Work to be completed
In the "Getting Through" post, what happened when the writer tried to treat the morning after the second vaccine shot like a normal Wednesday?

Document segment
Getting Through


We hit seventy degrees Fahrenheit here yesterday, and we’re supposed to have high temperatures at or above that threshold through Wednesday of this week. Not only was I able to open my bedroom window yesterday to get some fresh air in here, but I kept my window open overnight, and even though it got a little chilly in here before sunrise, it wasn’t that bad. Given the combination of the harsh winter and the pandemic, fresh air may have been just what I needed to give me a much-needed boost to start this week with. At this point, I’ll take all the help I can get.

As I’ve been mentioning here repeatedly, my second COVID-19 vaccination was scheduled for this past Tuesday, and everything went according to plan, up to and including me getting knocked on my butt in the days after I got jabbed again. I made the mistake of trying to act like it was a normal Wednesday the morning after my shot, and my body promptly rebelled against me and sent me back to bed for the rest of the day. My brain fog wasn’t as bad as it was after my first shot, but just like after my first shot, even after my side effects have mostly disappeared, the sleeplessness being caused by residual soreness (which seems to get worse as I lie in bed) is continuing to mess me up. At least I had a four-day holiday weekend to assist in my recovery here, but I’m not at all confident that I’ll feel like my old self again when my classes resume tomorrow.

Like a lot of people, my patience seems to be getting tried more than ever right now, even as some of us are getting vaccinated and minimizing our own COVID-19 exposure. Impatience is not a state of mind I deal well with — knowing how much I’ve messed up in my past, and how imperfect I continue to be, I put a priority on giving people the same kind of opportunities that I know I may need myself in the not-so-distant future — and dealing with so much sleep deprivation this past month is probably making it even harder for me to cope with these feelings well. I’ve been trying to take more short breaks than usual over the past week, so I can try to give myself the time and space I need to handle conditions that are still extraordinary after over a year of this pandemic, but that doesn’t seem to be working so well for me.

Dataset excerpts
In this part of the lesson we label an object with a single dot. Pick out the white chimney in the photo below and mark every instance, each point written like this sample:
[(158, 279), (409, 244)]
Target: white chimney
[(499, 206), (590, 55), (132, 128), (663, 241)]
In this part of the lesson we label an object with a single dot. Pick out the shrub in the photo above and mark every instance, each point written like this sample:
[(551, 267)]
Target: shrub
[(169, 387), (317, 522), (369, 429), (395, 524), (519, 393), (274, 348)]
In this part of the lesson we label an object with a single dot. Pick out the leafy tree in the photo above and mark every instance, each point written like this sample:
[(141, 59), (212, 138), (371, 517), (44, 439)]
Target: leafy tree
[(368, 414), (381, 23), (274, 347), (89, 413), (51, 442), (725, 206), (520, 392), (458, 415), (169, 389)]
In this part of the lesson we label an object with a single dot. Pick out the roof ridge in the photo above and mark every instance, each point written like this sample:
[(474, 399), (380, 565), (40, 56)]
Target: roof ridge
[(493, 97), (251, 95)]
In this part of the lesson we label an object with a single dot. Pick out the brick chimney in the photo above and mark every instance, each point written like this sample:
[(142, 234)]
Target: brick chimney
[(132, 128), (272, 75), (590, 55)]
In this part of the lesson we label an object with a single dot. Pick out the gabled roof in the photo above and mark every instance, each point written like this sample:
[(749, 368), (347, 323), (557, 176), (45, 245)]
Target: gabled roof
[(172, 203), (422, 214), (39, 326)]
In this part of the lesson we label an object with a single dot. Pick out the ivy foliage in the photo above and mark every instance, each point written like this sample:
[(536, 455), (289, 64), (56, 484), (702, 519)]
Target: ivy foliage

Written solution
The writer's body rebelled and sent the writer back to bed for the rest of the day.